## EXTRACT TO READ
## begin
Dance Band is a 1935 British musical film directed by Marcel Varnel and starring Charles "Buddy" Rogers, June Clyde and Steven Geray. It was shot at Welwyn Studios with sets designed by the art director David Rawnsley.

Plot
When dance band leader Buddy Milton (Charles 'Buddy' Rogers) competes in a contest with a female orchestra, he falls in love with its leader, Pat Shelley (June Clyde). Intense rivalry between the two bands and the machinations of a crooked business manager (Fred Duprez), serve as romantic obstacles along the way.
## end
## Extracted data entries
## begin
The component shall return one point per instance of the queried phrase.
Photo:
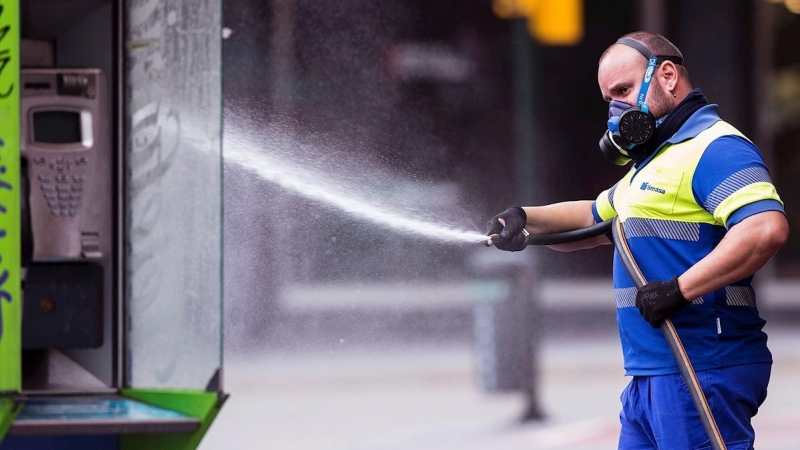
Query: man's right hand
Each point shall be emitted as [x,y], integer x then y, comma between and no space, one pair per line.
[509,225]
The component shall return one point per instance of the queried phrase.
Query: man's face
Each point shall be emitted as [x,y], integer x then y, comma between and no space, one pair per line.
[620,77]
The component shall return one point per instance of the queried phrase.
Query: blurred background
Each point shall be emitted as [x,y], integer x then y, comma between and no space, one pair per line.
[344,334]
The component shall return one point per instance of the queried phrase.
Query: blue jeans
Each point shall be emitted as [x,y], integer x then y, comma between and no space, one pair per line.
[658,412]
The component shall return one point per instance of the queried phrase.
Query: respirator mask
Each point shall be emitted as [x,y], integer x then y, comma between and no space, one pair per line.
[631,126]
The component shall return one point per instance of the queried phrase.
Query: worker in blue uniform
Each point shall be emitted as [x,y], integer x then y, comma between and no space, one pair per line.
[701,216]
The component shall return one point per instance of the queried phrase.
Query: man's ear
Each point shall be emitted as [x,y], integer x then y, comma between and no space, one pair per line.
[669,75]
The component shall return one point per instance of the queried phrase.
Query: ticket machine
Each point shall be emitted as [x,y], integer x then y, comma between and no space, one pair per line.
[110,223]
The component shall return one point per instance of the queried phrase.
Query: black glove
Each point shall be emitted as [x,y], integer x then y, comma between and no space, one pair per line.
[658,300]
[512,237]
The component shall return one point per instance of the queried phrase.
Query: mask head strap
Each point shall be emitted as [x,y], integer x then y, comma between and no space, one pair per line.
[652,62]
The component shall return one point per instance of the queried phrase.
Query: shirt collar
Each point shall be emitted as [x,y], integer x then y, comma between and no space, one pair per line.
[701,120]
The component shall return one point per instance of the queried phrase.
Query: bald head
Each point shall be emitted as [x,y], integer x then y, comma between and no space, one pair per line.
[622,68]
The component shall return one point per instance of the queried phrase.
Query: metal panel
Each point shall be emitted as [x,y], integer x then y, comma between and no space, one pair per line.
[174,193]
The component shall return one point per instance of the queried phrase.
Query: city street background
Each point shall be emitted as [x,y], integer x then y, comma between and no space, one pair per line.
[426,397]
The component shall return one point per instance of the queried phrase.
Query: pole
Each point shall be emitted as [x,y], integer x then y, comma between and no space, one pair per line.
[674,341]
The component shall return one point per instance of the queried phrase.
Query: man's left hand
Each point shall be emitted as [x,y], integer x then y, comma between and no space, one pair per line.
[658,300]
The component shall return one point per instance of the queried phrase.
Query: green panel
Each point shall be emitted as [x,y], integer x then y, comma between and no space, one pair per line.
[201,404]
[8,412]
[10,304]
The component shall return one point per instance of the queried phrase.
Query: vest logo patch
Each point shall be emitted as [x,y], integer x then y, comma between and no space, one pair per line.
[649,187]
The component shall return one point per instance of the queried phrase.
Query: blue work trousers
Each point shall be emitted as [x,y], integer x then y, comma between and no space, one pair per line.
[658,412]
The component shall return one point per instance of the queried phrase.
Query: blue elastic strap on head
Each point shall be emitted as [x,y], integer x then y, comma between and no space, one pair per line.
[648,76]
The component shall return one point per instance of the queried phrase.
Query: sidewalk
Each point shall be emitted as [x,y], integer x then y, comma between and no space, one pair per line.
[426,398]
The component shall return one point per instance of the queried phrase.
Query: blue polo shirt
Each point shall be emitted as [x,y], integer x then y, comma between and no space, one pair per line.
[675,208]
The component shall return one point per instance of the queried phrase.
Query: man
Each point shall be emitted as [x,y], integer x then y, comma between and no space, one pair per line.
[701,216]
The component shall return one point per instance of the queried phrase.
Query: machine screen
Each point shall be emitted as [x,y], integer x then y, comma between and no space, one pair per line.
[57,127]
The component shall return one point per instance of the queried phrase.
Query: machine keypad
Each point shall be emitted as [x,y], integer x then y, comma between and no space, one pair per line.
[62,190]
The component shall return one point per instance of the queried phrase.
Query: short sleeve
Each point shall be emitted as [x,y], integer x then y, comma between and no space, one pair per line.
[603,206]
[732,182]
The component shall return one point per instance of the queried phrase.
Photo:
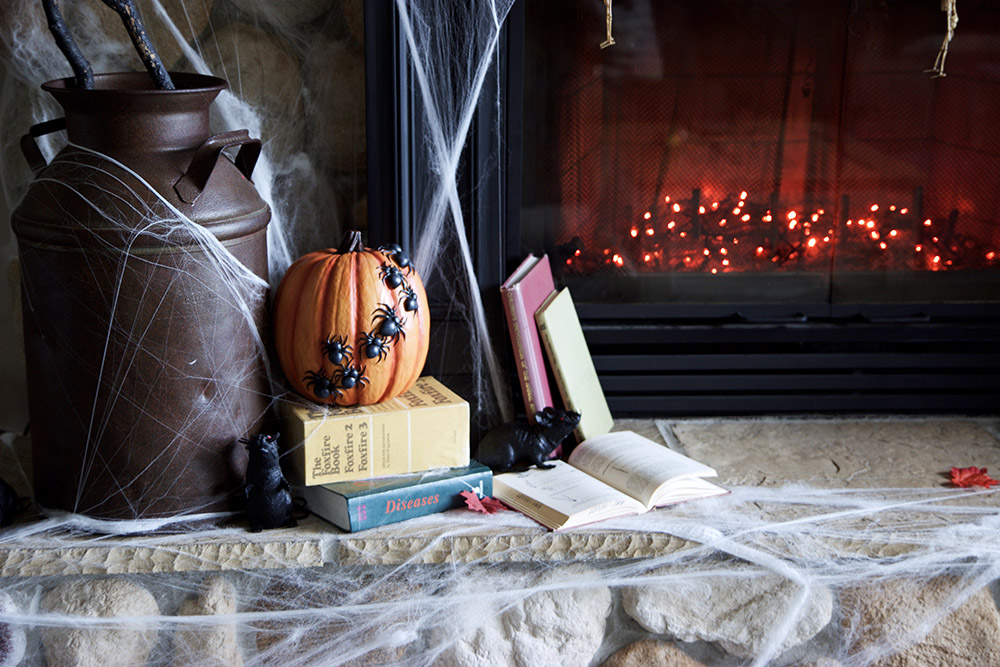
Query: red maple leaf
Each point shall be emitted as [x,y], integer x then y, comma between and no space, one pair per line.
[971,476]
[486,505]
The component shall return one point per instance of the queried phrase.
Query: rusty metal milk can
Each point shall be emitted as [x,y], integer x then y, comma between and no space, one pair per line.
[144,361]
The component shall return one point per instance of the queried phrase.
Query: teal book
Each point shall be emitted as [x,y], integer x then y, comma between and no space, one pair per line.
[367,503]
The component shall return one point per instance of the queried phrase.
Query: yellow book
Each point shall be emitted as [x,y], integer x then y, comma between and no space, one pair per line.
[425,428]
[561,334]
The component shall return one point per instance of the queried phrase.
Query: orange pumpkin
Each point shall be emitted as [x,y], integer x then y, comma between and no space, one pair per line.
[351,325]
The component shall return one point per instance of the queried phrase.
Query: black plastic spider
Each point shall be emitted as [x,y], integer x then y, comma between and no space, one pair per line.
[337,350]
[392,276]
[395,252]
[373,345]
[321,385]
[348,378]
[410,301]
[390,323]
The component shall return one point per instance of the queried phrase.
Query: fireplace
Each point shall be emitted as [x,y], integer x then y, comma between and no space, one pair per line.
[759,207]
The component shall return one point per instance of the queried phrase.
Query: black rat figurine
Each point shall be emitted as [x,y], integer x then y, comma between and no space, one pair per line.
[9,503]
[518,445]
[268,496]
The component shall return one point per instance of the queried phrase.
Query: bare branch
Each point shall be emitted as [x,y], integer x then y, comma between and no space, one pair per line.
[64,40]
[140,39]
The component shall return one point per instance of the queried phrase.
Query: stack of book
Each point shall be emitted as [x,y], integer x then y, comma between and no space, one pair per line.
[371,465]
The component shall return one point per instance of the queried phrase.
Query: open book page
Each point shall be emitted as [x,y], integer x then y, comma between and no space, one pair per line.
[563,496]
[636,465]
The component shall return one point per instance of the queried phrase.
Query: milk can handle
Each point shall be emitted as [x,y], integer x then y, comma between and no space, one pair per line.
[29,147]
[190,186]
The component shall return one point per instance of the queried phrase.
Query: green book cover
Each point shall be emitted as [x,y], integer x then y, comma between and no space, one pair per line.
[366,503]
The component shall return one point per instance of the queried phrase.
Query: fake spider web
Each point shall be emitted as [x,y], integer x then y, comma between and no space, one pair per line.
[815,550]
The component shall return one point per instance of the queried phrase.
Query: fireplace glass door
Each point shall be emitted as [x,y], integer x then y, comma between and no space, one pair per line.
[728,154]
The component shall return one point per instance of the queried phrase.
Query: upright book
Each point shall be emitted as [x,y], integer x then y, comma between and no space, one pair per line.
[362,504]
[523,292]
[572,365]
[612,475]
## end
Write out the Dance Band text from "Dance Band is" to "along the way.", substituting "dishonest" for "crooked". The listing is separate material with no connection to the text.

## COMPLETE OUTPUT
Dance Band is a 1935 British musical film directed by Marcel Varnel and starring Charles "Buddy" Rogers, June Clyde and Steven Geray. It was shot at Welwyn Studios with sets designed by the art director David Rawnsley.

Plot
When dance band leader Buddy Milton (Charles 'Buddy' Rogers) competes in a contest with a female orchestra, he falls in love with its leader, Pat Shelley (June Clyde). Intense rivalry between the two bands and the machinations of a dishonest business manager (Fred Duprez), serve as romantic obstacles along the way.